**WHAT YOU HAVE TO DO**
Change "overcast" to "cloudy" in the lines from the one containing "plaster wall in the picture above?" through the last line, and write out only those lines with nothing else altered.
==================================================
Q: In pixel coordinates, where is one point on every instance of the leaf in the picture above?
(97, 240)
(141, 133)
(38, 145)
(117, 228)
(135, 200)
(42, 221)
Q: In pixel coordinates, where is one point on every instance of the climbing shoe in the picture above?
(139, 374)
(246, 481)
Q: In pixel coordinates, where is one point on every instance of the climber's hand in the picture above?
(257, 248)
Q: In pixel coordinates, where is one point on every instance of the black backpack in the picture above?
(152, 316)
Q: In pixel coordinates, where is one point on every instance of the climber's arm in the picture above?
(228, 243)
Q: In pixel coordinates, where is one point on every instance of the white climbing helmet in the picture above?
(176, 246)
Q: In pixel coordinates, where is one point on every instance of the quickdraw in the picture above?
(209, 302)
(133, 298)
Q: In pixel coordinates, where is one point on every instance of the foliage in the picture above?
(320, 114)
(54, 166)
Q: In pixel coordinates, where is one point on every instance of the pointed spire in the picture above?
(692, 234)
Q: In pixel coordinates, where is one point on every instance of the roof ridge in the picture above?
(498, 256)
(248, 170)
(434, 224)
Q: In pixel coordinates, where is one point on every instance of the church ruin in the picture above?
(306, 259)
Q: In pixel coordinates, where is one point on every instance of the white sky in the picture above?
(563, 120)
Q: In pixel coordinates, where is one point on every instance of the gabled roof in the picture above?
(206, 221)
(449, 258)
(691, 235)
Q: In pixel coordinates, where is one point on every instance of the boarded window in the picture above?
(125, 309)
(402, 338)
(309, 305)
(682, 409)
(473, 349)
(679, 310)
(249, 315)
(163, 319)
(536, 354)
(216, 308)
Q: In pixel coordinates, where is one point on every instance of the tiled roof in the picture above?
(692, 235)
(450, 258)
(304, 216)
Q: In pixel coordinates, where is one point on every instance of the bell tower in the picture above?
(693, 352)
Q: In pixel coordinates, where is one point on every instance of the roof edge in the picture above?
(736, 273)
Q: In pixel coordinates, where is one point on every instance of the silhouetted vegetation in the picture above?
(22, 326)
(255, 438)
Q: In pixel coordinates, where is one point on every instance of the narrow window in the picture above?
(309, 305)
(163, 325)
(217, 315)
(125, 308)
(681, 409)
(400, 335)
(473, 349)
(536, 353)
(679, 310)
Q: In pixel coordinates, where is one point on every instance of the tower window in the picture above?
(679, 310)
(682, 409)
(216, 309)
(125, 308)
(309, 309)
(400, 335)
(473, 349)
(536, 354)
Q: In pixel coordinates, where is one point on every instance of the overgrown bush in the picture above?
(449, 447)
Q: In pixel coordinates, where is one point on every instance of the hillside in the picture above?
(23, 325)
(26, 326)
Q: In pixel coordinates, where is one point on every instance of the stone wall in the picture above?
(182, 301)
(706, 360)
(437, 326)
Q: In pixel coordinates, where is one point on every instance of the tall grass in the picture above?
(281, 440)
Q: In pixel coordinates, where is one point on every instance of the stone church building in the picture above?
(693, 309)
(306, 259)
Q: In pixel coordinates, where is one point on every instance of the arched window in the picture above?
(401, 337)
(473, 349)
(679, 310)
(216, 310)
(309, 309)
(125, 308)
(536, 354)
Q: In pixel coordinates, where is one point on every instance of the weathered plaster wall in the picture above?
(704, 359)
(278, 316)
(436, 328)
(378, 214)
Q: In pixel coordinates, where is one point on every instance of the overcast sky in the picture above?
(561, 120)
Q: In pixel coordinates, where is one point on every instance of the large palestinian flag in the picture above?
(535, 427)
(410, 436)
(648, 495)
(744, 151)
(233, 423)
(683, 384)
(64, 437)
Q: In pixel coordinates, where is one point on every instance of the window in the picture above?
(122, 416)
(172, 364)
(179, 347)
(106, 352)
==================================================
**RESULT**
Q: In pixel coordinates, where is one point on every instance of the weathered plaster wall in the picture above?
(704, 359)
(278, 316)
(436, 328)
(378, 214)
Q: In pixel coordinates, where is one point on every instance of the cloudy sky in the picture above?
(561, 120)
Q: In pixel coordinates, where is one point on every instance of the large palestinian flag in the picture above?
(535, 427)
(410, 436)
(648, 495)
(744, 151)
(233, 423)
(683, 384)
(64, 437)
Q: In pixel coordinates, where is one point on every instance of the window in the picture above?
(122, 416)
(172, 364)
(179, 347)
(106, 352)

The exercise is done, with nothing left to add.